↓

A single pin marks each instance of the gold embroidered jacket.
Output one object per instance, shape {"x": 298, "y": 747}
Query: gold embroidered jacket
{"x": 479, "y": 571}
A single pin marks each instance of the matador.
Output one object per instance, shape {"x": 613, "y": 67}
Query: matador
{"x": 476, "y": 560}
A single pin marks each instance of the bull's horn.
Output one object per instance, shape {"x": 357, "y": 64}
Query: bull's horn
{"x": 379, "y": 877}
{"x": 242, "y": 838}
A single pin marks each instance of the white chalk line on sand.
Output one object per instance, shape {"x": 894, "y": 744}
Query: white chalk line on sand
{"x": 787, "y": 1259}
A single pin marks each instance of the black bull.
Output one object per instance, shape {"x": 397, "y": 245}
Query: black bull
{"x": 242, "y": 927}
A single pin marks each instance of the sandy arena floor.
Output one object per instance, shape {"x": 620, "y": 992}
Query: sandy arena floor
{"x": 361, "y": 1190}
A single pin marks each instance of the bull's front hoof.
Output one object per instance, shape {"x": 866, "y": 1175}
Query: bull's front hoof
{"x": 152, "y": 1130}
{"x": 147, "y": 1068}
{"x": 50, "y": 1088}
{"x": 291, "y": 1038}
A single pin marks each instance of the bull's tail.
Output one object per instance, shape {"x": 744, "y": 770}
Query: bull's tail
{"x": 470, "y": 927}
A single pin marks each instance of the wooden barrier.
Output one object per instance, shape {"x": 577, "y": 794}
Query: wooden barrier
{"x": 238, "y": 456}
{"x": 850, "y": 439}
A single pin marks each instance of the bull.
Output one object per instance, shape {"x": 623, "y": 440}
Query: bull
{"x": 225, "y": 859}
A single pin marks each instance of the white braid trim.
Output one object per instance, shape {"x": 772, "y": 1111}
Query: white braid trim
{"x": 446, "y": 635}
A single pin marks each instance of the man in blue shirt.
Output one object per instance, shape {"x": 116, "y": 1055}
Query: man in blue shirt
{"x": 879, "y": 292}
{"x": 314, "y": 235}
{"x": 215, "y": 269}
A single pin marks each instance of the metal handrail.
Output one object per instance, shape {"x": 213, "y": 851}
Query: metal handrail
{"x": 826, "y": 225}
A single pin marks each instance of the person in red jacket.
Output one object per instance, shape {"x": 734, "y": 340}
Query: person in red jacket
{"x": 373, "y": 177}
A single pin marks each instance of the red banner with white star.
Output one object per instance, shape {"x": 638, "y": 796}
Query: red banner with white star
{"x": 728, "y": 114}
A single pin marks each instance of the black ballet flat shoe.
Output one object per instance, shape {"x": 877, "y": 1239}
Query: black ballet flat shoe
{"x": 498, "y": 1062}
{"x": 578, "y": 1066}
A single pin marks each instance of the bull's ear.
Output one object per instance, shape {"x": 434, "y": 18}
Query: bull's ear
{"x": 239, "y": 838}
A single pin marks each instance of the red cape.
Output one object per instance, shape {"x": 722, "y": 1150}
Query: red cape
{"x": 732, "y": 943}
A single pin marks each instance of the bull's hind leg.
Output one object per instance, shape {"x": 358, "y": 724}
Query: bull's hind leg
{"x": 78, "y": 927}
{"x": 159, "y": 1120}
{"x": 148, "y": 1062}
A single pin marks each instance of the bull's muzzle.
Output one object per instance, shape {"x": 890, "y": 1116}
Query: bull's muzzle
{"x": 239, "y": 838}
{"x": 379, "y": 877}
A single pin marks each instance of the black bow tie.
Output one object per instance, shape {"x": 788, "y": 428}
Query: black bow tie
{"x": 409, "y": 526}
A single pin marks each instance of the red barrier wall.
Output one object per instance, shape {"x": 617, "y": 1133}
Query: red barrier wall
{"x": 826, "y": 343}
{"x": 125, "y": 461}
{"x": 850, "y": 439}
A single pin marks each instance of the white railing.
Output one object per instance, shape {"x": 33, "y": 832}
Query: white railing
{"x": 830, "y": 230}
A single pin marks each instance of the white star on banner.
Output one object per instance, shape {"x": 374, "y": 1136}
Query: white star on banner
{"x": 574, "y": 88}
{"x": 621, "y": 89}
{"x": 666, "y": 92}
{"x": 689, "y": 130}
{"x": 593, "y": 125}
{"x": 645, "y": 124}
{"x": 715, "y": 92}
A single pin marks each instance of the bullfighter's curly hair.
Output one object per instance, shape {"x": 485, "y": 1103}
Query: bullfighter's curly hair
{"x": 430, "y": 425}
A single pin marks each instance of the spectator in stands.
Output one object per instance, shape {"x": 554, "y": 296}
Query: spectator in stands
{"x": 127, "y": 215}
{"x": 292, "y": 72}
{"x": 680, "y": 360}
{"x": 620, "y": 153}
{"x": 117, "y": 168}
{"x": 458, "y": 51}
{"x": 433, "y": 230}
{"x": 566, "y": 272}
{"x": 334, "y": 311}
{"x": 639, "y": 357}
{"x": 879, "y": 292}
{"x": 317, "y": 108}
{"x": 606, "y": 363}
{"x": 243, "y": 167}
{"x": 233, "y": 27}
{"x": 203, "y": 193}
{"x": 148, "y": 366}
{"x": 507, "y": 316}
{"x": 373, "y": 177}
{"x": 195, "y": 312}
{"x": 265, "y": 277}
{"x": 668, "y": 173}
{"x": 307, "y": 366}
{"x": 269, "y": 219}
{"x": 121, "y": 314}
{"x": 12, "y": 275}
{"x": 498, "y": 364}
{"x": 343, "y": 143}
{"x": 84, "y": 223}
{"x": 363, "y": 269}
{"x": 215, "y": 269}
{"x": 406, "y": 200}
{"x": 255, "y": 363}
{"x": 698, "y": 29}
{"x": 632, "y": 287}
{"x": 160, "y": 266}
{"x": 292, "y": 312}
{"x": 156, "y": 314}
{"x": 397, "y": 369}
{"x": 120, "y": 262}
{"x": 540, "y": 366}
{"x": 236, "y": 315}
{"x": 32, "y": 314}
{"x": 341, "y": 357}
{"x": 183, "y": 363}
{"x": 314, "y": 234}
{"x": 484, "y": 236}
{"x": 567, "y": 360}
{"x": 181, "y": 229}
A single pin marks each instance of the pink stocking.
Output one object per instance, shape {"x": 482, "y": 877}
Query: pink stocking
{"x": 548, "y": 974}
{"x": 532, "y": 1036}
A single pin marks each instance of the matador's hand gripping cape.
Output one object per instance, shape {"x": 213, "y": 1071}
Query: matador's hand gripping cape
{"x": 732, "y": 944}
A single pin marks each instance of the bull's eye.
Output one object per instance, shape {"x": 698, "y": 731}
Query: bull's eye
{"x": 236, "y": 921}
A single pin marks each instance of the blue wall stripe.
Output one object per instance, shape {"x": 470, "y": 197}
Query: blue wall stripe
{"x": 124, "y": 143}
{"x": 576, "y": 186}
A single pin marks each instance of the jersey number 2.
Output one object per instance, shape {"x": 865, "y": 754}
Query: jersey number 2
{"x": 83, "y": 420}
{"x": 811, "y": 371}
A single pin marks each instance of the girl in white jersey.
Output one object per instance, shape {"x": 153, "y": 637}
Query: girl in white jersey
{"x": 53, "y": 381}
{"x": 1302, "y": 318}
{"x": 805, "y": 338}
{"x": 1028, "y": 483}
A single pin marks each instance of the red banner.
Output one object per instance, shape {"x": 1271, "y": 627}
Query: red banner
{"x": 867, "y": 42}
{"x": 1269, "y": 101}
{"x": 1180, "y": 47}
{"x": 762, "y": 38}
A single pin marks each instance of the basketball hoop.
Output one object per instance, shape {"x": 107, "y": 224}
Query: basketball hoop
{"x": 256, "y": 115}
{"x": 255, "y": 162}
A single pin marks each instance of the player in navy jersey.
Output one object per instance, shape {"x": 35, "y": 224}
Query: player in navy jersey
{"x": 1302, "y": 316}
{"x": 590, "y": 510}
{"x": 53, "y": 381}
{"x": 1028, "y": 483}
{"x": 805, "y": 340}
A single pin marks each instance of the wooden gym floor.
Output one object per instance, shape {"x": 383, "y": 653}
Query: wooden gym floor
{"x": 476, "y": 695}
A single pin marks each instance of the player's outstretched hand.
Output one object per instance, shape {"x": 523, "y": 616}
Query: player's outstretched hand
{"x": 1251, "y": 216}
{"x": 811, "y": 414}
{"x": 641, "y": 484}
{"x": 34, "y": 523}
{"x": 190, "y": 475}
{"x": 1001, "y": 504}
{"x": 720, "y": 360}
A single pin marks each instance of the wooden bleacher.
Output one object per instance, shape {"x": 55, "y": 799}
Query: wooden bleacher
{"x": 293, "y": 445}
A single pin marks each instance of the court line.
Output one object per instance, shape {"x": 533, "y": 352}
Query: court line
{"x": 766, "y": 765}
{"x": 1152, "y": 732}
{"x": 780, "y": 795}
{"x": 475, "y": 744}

↑

(INSTRUCTIONS TO FOLLOW) Print exactly the lines above, starting at the line that contains "A single pin marks each instance of the bull's eye." and ending with the last line of the records, both included.

(WRITTEN SOLUTION)
A single pin marks each instance of the bull's eye.
Output one object per instance, shape {"x": 698, "y": 731}
Query: bull's eye
{"x": 236, "y": 921}
A single pin marks each instance of the blue wall stripe.
Output one object per instance, shape {"x": 470, "y": 197}
Query: blue wall stripe
{"x": 124, "y": 143}
{"x": 576, "y": 186}
A single pin marks each instance of the jersey number 2.
Output one object per instance, shape {"x": 865, "y": 754}
Query: jersey number 2
{"x": 83, "y": 420}
{"x": 811, "y": 371}
A single pin marks each instance of the girl in white jersey.
Output one object per instance, shape {"x": 153, "y": 637}
Query: girl in white jersey
{"x": 53, "y": 381}
{"x": 1302, "y": 318}
{"x": 805, "y": 338}
{"x": 1028, "y": 483}
A single pin marks each instance of the red banner.
Output one object per instance, shape {"x": 1271, "y": 627}
Query: red banner
{"x": 867, "y": 42}
{"x": 1269, "y": 101}
{"x": 1180, "y": 47}
{"x": 762, "y": 38}
A single pin marks each instance of the basketball hoop.
Output one object per instance, shape {"x": 107, "y": 224}
Query: basketball hoop
{"x": 256, "y": 115}
{"x": 255, "y": 162}
A single pin marks each instance of the player in navy jersey.
Output one object per instance, shape {"x": 35, "y": 224}
Query: player in navy jersey
{"x": 1302, "y": 316}
{"x": 590, "y": 510}
{"x": 53, "y": 381}
{"x": 1028, "y": 483}
{"x": 805, "y": 340}
A single pin marks each instance of the wooden gym floor.
Output one object per instance, shape {"x": 383, "y": 653}
Query: wooden gym floor
{"x": 476, "y": 695}
A single pin marks each instance of the player's outstretched hand.
Output one object per instance, shape {"x": 523, "y": 616}
Query: player's outstretched hand
{"x": 1251, "y": 216}
{"x": 811, "y": 414}
{"x": 641, "y": 484}
{"x": 34, "y": 523}
{"x": 190, "y": 475}
{"x": 1001, "y": 504}
{"x": 720, "y": 360}
A single pin marks each instance of the wooden bleacher.
Output one object per instance, shape {"x": 55, "y": 799}
Query: wooden bleacher
{"x": 293, "y": 445}
A single pin marks each instance of the court line.
Output one object per instance, shape {"x": 533, "y": 352}
Query: court line
{"x": 766, "y": 765}
{"x": 1152, "y": 732}
{"x": 780, "y": 795}
{"x": 475, "y": 744}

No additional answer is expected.